===== 本文
ニューギニアのヴィルヘルム(4,509m)において2本の試登を行った(“クライム クライム ショー(注1)”(3ピッチ W、W、V-)、“ゴット イスト ニヒト ミット ウンス(注2)”(4ピッチ V+、W、V、V-))。事前に日本で入手した情報では「数ピッチ程度の小さい岩場しかない」、「(現地の山岳関係者は)過去にロック クライミングをしているのを見た事は無い」、「(この時期は)乾季の為夕立がある程度」等々。大して期待せずに、また「岩がダメなら滝でも登ってやるか」と考え、日本を発った。そして山行初日(15日(月))にアウンデ湖(3,570m)迄「偵察」に上がってみると、その対岸には10ピッチ以上にはなるデカイ岩壁が聳え、真は思わず「ゴット イスト ミット ウンス!(神は我等と共に有り)」(ヴィルヘルム皇帝が将兵に与えたベルトのバックルの銘文)と「神」の存在を生まれて初めて確信した。しかし天候不良(乾季でも殆んど毎日、酷い時には1日中雨が降る)、滲み出し(比較的標高の高い所(約4,000m)迄ブッシュがある為)、乾き難い(当初我々の狙った南半球の南壁は北半球の北壁に相当)、日数不足(ヴィルヘルム(4,509m)の山頂も踏みたかったのでロック クライミングに充てられたのは2日(実質1日))等々の理由で満足な登攀は出来なかった。山行全体としてはそれなりに面白くはあったが、登攀そのものについては達成感が無く欲求不満が残り、初日に大喜びしただけに落胆も大きかった。
==========
===== 資料
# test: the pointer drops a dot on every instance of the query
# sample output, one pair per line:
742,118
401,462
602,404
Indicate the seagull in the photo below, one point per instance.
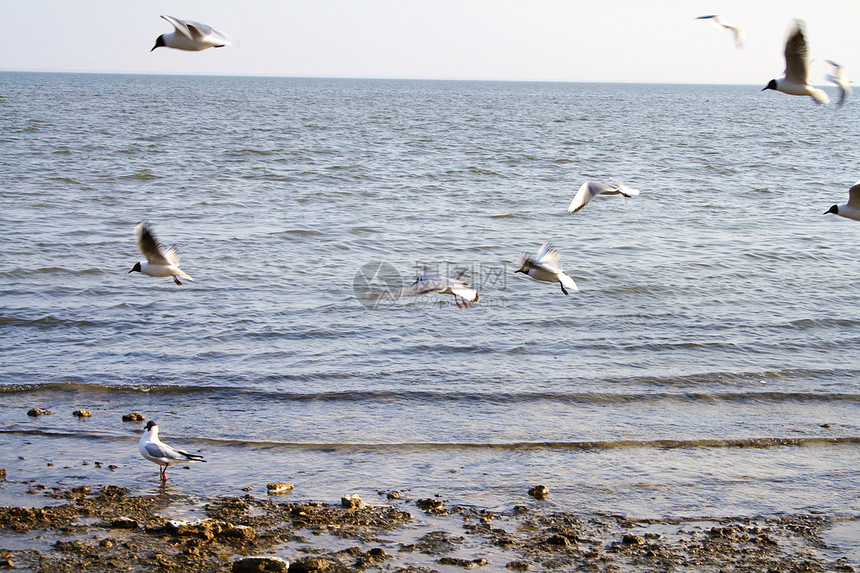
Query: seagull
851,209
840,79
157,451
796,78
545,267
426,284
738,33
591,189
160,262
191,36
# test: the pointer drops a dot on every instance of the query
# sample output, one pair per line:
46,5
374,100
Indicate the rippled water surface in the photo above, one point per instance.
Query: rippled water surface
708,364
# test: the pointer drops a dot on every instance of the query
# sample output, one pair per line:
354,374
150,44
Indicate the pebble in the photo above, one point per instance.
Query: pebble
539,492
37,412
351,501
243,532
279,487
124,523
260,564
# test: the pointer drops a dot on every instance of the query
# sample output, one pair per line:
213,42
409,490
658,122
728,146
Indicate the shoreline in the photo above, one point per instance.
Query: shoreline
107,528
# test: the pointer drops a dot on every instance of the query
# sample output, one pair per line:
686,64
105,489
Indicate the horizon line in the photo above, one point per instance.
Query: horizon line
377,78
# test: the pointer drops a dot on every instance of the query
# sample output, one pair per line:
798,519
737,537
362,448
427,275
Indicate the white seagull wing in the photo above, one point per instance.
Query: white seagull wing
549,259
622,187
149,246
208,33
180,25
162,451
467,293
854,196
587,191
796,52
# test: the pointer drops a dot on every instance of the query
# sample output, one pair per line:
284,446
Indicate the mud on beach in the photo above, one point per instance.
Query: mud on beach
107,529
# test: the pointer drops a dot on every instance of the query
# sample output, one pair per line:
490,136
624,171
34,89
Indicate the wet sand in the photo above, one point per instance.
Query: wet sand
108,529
==========
===== 資料
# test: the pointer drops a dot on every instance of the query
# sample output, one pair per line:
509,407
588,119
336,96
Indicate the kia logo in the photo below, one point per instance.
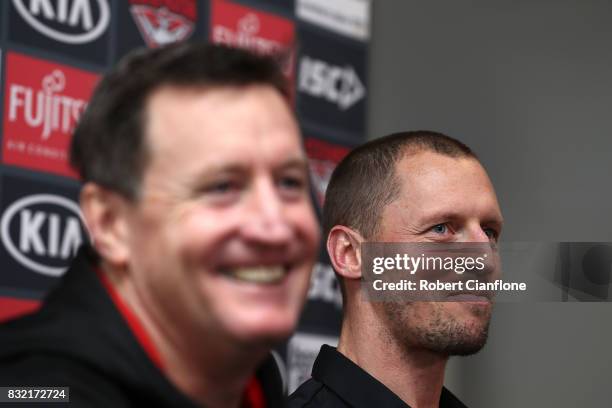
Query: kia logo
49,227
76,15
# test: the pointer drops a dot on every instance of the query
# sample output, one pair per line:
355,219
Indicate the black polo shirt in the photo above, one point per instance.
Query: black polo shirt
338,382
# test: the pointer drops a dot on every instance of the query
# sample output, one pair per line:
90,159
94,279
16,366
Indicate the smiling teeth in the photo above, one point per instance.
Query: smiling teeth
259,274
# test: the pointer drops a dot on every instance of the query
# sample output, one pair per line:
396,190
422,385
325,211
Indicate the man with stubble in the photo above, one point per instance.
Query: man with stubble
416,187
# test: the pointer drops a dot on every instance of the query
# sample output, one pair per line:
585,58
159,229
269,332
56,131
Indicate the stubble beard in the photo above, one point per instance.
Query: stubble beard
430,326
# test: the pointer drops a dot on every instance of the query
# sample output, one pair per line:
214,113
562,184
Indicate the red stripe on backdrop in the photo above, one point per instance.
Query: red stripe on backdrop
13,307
==========
ヴィルヘルムでの試登を記した本文を、一字一句違えずに全文書き写してください。

ニューギニアのヴィルヘルム(4,509m)において2本の試登を行った(“クライム クライム ショー(注1)”(3ピッチ W、W、V-)、“ゴット イスト ニヒト ミット ウンス(注2)”(4ピッチ V+、W、V、V-))。事前に日本で入手した情報では「数ピッチ程度の小さい岩場しかない」、「(現地の山岳関係者は)過去にロック クライミングをしているのを見た事は無い」、「(この時期は)乾季の為夕立がある程度」等々。大して期待せずに、また「岩がダメなら滝でも登ってやるか」と考え、日本を発った。そして山行初日(15日(月))にアウンデ湖(3,570m)迄「偵察」に上がってみると、その対岸には10ピッチ以上にはなるデカイ岩壁が聳え、真は思わず「ゴット イスト ミット ウンス!(神は我等と共に有り)」(ヴィルヘルム皇帝が将兵に与えたベルトのバックルの銘文)と「神」の存在を生まれて初めて確信した。しかし天候不良(乾季でも殆んど毎日、酷い時には1日中雨が降る)、滲み出し(比較的標高の高い所(約4,000m)迄ブッシュがある為)、乾き難い(当初我々の狙った南半球の南壁は北半球の北壁に相当)、日数不足(ヴィルヘルム(4,509m)の山頂も踏みたかったのでロック クライミングに充てられたのは2日(実質1日))等々の理由で満足な登攀は出来なかった。山行全体としてはそれなりに面白くはあったが、登攀そのものについては達成感が無く欲求不満が残り、初日に大喜びしただけに落胆も大きかった。